• [WORK INSTRUCTIONS]: Repeat the lines exactly, from the line that contains "Task: indicate the paved" to the line that contains "Task: indicate the road", both included.

• [INPUT MATERIAL]:
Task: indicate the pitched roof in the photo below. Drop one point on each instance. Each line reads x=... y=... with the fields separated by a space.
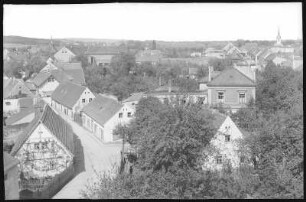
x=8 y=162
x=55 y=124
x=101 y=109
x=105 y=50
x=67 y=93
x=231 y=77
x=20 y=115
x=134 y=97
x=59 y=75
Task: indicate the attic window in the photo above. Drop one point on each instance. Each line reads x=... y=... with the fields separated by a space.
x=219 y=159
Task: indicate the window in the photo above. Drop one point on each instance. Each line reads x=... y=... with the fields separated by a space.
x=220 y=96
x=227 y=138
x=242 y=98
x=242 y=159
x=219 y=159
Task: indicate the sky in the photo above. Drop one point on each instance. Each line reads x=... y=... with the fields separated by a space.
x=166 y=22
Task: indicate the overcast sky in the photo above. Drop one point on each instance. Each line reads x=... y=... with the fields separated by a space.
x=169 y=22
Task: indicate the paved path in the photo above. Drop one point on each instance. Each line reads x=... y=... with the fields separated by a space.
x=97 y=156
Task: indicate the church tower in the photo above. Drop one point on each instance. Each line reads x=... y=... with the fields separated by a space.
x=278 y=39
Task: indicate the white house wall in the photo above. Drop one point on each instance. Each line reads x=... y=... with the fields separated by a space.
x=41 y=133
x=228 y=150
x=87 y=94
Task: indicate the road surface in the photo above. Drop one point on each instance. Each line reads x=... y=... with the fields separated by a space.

---

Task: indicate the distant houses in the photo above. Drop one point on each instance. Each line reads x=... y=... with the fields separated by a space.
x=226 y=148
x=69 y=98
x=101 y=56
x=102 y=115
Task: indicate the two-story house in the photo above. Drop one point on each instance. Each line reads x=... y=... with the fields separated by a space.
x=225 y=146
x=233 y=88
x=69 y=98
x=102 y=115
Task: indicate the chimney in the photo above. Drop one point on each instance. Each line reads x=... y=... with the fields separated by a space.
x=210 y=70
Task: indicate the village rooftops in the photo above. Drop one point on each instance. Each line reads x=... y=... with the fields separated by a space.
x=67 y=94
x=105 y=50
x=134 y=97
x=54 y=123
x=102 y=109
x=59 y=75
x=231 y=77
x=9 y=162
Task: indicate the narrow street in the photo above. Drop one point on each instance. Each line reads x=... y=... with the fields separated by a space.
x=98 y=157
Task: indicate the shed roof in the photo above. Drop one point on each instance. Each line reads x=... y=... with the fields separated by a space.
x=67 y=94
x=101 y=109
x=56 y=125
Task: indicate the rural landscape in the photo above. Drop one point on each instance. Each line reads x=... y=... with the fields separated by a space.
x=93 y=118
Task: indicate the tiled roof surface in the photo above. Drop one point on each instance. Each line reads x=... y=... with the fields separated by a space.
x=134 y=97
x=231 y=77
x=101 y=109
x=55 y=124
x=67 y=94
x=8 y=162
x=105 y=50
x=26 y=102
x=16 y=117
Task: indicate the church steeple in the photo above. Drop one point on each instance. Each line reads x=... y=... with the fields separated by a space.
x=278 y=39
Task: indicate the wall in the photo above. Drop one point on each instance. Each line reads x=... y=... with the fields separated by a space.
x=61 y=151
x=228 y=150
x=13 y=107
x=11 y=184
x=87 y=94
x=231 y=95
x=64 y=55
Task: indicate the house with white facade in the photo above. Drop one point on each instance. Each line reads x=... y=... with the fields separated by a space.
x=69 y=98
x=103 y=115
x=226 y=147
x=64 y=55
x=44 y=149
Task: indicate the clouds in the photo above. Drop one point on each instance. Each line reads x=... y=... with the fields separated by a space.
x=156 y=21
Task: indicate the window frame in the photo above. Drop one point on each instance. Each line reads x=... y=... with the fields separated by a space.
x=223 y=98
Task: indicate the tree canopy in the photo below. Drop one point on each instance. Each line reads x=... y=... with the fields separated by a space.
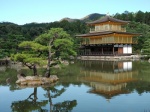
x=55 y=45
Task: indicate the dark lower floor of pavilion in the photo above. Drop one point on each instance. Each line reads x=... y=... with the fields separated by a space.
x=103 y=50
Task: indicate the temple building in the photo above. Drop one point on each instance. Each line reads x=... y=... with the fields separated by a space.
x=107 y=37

• [OUTPUT FOR THIS EXERCISE]:
Task: indicate the paved path in the photo above. Drop one point on each instance. Each line reads x=... y=... with the fields separated by a space.
x=97 y=156
Task: indicate the church tower in the photo above. Drop one point on each instance. Each line reads x=... y=... with the fields separated by a space.
x=278 y=39
Task: indicate the white house wall in the photo above. Drop one point on each instance. Each line reads x=... y=... with the fields separated by a space.
x=41 y=133
x=228 y=150
x=87 y=94
Task: indicate the road surface in the photo above. Drop one point on each instance. Each line reads x=... y=... with the fields separated by a space.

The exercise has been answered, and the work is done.